Step 2: Check employee availability and qualifications
With your template in hand, move to filling shifts with real staff. This is where things get complicated in aged care, because you can't just assign whoever is available.
Cross-reference each employee's
qualifications, certifications, and training status
against the shift requirements
Check leave balances and upcoming absences before you start building
Confirm that visa conditions and working-with-children checks are current for relevant roles
Build and maintain a pool of qualified casual staff for last-minute coverage
Deputy's qualification-based rostering lets you filter available employees by skill and certification, so you're only ever choosing from staff who are actually qualified to fill each role. This can help managers identify employees whose recorded qualifications align with the requirements configured for a role, reducing manual checking and supporting rostering processes.
Step 3: Apply award conditions to every shift
Once you've matched staff to shifts, layer in the Award conditions that constrain how those shifts can be structured.
Enforce minimum shift lengths: four hours for full-time staff, two hours for part-time and casual employees
Schedule breaks correctly. Employees get an unpaid meal break after five hours of continuous work, plus paid tea breaks based on shift length
Calculate penalty rates for shifts outside the 6 a.m. to 6 p.m. span, weekends, and public holidays
Check that there's a minimum
10-hour rest period
between consecutive shifts
Watch overtime thresholds. Ordinary hours are capped at 38 per week (or the equivalent over your roster cycle)

Manual rostering creates downstream problems: overstaffing on quiet days, last-minute callouts triggering penalty rates, and inaccurate time tracking leading to compliance risk with labour laws and award conditions. Deputy's break planning tools and overtime alerts can surface potential scheduling issues for manager review before you publish the roster, giving you a chance to fix issues while they're still easy to correct.
Step 4: Publish your roster with adequate notice
The Award requires you to post the roster at least two weeks before the first working period. Roster changes after that need seven days' notice, or genuine written agreement from the affected employee.
● ● ●
> [EXPLORE THE MATERIAL]
**A.** Rewrite the rostering guide from "Enforce minimum shift" up to and including "your roster cycle)", replacing "overtime thresholds" with "overtime limits".
**B.** Please continue the rostering guide from the point where it ends.

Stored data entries
● ● ●
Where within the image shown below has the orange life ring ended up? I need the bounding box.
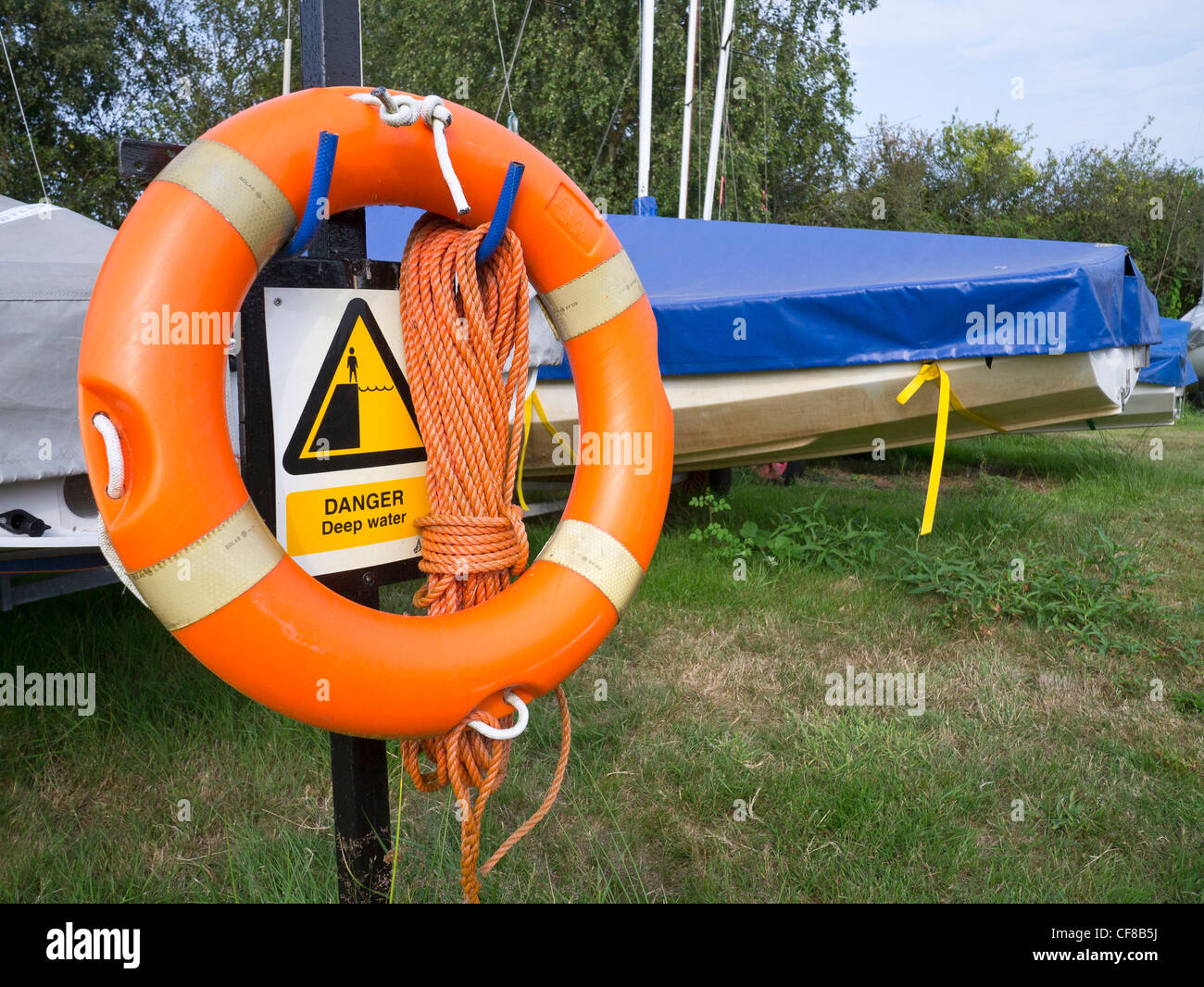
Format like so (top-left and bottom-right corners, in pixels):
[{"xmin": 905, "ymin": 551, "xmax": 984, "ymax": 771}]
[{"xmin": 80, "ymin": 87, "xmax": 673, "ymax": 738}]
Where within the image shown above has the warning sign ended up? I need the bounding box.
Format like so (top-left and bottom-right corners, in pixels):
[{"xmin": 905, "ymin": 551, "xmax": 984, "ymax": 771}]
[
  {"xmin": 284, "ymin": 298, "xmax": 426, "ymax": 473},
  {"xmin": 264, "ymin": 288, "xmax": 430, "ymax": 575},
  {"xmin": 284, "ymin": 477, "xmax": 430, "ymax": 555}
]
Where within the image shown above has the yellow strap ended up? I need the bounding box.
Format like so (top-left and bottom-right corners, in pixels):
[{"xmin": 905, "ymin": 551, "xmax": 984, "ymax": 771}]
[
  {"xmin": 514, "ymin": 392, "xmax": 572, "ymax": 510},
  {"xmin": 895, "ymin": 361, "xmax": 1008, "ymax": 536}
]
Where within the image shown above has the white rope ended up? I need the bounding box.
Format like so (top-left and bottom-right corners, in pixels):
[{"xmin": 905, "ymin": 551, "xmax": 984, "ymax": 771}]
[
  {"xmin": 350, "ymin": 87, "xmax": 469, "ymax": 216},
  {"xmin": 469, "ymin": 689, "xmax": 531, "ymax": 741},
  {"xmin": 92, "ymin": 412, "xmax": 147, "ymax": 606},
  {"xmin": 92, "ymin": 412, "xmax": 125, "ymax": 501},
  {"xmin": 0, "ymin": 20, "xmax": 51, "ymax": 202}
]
● ● ●
> [SET OF ANSWERS]
**A.**
Enforce minimum shift lengths: four hours for full-time staff, two hours for part-time and casual employees
Schedule breaks correctly. Employees get an unpaid meal break after five hours of continuous work, plus paid tea breaks based on shift length
Calculate penalty rates for shifts outside the 6 a.m. to 6 p.m. span, weekends, and public holidays
Check that there's a minimum
10-hour rest period
between consecutive shifts
Watch overtime limits. Ordinary hours are capped at 38 per week (or the equivalent over your roster cycle)

**B.**
Publish on time, every time. Late rosters aren't just inconvenient for staff; they may also increase operational and compliance-related risk
Communicate changes in writing and keep a record for audit purposes
Make the roster accessible digitally so staff can view it from anywhere
Deputy's mobile app delivers rosters straight to your team's phones, with notifications when new rosters are published or shifts change. This gives your staff the schedule predictability that research shows is directly linked to higher worker satisfaction. According to the Shift Pulse Report 2025, roster predictability is a key trait of happy industry sectors.
Step 5: Monitor, adjust, and document changes in real time
Publishing the roster isn't the finish line. Compliance is ongoing, and you need to track what actually happens against what was planned.
Compare actual hours worked against rostered hours daily
Log every shift swap and last-minute replacement, with a qualification check to confirm the replacement is suitable
Run weekly reports to verify that your facility is meeting
care minute targets
Keep electronic records for a minimum of seven years (the legal requirement for employment records in Australia), in line with
workforce-related responsibilities
set by the Aged Care Quality and Safety Commission
Deputy's timesheets and analytics create an automatic audit trail, capturing roster changes, clock-in and clock-out times, and break records without manual paperwork. When an auditor asks for evidence of your rostering practices, you have it ready.